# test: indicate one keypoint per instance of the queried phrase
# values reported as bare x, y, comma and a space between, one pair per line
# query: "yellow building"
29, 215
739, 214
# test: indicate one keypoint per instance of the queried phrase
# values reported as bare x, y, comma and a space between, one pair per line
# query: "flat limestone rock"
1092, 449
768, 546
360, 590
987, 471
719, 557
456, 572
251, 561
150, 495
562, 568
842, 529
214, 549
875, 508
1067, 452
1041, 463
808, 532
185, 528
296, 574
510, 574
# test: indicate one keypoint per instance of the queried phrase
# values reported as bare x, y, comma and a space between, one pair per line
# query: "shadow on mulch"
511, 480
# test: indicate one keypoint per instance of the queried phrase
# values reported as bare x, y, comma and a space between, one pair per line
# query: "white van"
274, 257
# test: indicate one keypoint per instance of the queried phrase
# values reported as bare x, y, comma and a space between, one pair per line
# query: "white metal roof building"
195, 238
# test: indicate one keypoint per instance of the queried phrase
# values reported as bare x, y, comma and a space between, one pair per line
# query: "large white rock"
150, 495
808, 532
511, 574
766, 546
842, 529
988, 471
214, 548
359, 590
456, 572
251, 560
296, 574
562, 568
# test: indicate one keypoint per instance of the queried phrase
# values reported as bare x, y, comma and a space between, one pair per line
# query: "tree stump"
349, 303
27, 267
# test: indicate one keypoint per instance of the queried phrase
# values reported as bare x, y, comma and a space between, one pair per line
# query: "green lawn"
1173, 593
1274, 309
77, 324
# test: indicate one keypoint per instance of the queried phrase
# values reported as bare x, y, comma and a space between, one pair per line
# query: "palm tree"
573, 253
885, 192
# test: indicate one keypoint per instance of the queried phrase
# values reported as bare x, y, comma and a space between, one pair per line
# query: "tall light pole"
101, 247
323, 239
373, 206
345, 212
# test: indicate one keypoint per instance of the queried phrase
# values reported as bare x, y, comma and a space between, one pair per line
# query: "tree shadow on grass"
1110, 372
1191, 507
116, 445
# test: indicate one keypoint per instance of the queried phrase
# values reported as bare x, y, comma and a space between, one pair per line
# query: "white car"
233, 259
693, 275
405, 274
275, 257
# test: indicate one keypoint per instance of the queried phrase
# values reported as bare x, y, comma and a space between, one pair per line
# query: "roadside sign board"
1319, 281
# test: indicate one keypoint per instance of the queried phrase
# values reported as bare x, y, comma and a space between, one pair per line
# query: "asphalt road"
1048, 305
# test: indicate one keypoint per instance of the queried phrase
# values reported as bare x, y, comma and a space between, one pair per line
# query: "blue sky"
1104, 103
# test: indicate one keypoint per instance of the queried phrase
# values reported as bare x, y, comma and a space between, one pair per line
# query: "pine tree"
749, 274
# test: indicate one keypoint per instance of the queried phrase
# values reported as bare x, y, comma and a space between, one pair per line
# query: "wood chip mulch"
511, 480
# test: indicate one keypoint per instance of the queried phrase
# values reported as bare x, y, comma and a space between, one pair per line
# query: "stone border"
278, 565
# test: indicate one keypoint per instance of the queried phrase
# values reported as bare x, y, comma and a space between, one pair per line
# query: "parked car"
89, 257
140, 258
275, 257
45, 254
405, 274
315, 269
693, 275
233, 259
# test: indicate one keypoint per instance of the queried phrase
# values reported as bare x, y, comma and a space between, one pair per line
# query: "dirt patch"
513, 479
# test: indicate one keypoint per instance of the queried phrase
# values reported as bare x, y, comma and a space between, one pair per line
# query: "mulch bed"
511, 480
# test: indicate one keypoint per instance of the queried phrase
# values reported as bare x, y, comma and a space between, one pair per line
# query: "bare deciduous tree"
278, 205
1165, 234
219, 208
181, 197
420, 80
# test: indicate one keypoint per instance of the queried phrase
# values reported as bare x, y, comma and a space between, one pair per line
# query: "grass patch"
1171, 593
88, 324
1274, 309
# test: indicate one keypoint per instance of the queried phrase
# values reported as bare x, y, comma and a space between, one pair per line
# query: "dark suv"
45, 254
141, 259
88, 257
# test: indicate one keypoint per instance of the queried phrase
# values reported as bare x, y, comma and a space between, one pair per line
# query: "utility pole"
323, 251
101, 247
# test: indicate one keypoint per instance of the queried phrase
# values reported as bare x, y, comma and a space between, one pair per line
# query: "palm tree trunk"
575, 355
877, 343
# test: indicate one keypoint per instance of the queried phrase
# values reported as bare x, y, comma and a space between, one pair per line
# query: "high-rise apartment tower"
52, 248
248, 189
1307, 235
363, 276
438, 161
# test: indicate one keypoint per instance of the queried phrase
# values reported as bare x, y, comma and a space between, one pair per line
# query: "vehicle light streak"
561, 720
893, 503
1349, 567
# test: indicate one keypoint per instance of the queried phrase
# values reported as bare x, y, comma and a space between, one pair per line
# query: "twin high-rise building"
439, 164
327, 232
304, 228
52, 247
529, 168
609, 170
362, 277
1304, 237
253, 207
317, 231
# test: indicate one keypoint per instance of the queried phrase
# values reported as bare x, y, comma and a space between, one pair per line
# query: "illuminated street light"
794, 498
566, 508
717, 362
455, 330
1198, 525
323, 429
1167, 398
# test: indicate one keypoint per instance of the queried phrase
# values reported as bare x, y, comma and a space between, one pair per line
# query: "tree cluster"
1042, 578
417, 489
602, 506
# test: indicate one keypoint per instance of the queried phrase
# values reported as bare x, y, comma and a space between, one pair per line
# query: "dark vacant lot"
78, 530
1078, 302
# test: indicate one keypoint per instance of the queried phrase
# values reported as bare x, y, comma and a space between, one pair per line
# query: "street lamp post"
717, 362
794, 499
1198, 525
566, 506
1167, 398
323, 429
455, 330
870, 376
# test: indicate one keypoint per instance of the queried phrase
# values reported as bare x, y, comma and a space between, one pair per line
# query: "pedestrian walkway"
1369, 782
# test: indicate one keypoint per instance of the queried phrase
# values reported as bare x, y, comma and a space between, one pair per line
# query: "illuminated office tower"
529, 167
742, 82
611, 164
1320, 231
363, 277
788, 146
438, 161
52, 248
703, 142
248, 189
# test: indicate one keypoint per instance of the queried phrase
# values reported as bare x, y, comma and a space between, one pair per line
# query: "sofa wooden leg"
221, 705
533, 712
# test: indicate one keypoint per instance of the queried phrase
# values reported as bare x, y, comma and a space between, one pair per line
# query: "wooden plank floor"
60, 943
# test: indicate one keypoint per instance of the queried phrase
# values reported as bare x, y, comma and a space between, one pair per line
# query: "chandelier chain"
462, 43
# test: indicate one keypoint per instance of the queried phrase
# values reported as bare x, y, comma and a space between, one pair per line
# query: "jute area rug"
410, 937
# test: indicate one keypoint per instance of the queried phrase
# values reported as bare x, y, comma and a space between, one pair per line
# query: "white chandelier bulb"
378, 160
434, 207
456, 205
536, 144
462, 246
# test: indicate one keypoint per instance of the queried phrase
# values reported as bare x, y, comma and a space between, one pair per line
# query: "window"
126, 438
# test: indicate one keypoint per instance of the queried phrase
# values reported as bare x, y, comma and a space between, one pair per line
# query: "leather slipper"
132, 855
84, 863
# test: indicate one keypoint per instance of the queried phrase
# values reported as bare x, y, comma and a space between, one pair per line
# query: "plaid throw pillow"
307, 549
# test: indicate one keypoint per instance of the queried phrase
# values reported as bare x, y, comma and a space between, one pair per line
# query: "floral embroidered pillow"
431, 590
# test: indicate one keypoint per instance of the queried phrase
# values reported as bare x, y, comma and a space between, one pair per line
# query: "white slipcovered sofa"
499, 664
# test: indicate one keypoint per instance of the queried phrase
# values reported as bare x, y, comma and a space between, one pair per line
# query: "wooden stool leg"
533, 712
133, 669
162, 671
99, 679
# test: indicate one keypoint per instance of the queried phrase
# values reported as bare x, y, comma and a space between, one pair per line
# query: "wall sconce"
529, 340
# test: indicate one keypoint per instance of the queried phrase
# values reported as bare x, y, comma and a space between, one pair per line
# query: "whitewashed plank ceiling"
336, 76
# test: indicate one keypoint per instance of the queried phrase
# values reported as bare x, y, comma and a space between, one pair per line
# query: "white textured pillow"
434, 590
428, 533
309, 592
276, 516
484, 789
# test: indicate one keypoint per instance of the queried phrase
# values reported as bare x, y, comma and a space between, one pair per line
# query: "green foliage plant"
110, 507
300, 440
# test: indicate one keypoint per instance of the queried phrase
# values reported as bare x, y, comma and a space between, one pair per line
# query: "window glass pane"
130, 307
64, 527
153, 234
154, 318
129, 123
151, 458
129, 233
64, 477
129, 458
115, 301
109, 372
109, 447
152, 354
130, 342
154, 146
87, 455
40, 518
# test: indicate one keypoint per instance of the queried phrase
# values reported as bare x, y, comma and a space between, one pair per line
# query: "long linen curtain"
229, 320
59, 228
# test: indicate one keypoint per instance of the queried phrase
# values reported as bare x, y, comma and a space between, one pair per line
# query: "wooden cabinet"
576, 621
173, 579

####

### OBJECTIVE:
Pull out each line of the rows above that contains the word "window".

### WRITTEN RESPONSE:
# query: "window"
# query: "window glass pane"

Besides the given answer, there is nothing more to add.